Stored items:
# # #
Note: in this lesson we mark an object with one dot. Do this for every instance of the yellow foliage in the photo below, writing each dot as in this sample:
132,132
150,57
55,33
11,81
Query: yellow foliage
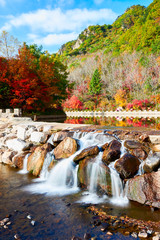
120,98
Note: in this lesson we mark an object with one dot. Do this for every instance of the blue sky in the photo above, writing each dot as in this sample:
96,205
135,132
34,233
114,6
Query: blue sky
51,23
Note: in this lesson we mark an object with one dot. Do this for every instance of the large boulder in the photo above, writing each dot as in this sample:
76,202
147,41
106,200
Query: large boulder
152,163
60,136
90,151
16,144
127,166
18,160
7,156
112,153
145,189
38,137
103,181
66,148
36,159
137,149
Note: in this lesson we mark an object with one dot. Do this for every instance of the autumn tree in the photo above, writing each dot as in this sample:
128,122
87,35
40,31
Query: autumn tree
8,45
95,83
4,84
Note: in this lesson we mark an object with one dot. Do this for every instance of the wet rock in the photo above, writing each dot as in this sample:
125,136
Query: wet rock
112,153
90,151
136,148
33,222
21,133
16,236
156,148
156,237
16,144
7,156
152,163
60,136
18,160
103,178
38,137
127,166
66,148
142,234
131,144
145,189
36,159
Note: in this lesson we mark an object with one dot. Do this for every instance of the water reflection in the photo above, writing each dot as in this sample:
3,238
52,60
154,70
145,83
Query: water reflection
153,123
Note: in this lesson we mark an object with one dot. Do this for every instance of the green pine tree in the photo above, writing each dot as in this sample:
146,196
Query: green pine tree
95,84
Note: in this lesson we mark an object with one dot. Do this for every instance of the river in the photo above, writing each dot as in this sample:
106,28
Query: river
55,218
# # #
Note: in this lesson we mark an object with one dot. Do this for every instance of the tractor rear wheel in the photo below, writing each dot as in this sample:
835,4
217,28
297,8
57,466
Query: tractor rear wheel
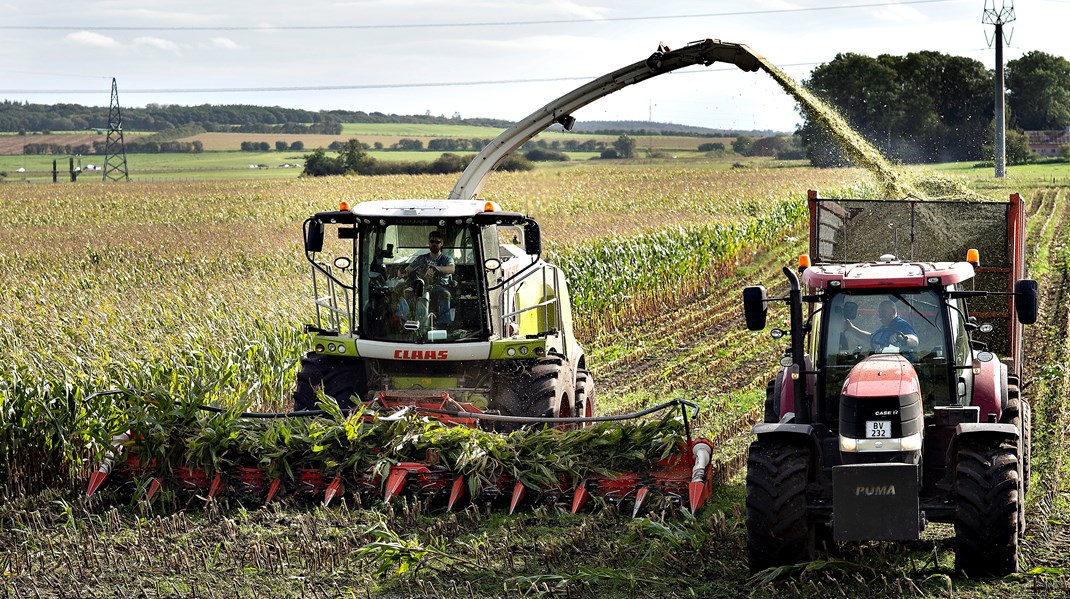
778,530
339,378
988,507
# # #
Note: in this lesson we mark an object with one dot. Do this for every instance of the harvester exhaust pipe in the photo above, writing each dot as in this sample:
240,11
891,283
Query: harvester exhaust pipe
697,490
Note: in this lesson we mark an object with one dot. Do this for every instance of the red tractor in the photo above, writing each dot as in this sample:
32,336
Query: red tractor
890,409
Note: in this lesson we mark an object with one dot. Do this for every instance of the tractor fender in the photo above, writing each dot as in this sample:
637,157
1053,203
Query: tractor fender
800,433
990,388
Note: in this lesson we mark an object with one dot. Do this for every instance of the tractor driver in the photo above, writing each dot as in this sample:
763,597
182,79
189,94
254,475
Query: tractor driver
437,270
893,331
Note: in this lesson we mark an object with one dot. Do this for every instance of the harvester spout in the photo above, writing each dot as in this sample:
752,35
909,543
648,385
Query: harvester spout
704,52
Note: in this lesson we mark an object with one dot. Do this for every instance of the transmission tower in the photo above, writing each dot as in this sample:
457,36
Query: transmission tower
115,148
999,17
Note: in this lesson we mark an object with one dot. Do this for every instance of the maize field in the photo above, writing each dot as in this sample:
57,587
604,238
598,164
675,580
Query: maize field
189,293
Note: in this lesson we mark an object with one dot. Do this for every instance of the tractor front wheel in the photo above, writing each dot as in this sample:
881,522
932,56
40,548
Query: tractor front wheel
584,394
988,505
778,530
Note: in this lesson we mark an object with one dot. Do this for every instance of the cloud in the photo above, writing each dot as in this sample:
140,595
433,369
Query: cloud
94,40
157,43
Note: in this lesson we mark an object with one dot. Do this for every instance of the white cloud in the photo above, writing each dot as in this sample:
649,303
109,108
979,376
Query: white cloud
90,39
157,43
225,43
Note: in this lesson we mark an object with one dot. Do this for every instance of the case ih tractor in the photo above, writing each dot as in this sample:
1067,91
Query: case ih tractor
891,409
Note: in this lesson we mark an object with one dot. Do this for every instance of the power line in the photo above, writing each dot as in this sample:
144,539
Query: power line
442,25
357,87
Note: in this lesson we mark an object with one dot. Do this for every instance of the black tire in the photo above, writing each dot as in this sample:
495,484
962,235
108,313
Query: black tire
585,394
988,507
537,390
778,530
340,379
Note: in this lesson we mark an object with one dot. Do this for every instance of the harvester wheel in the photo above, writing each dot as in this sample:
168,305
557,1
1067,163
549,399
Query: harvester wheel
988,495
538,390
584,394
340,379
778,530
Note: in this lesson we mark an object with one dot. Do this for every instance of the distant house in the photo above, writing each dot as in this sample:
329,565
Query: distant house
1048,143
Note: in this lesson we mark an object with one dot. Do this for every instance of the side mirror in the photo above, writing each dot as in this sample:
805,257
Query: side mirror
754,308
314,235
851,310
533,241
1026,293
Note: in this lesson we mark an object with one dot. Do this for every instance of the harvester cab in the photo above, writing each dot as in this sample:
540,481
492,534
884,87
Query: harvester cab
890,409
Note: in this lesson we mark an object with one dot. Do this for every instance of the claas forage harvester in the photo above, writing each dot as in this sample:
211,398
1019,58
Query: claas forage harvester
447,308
# # #
■ WHAT YOU ARE ASKED TO DO
Gather every line from the records above that contains the word "pipe", and copy each one in full. Treat uppercase and lowercase as different.

■ OUTPUT OF THE EXERCISE
Note: in this lesson we mark an object with one dot. Do this for every instance of the harvester exhaust pipe in the photo above, writing each dot as in this sample:
Query: harvester exhaust pipe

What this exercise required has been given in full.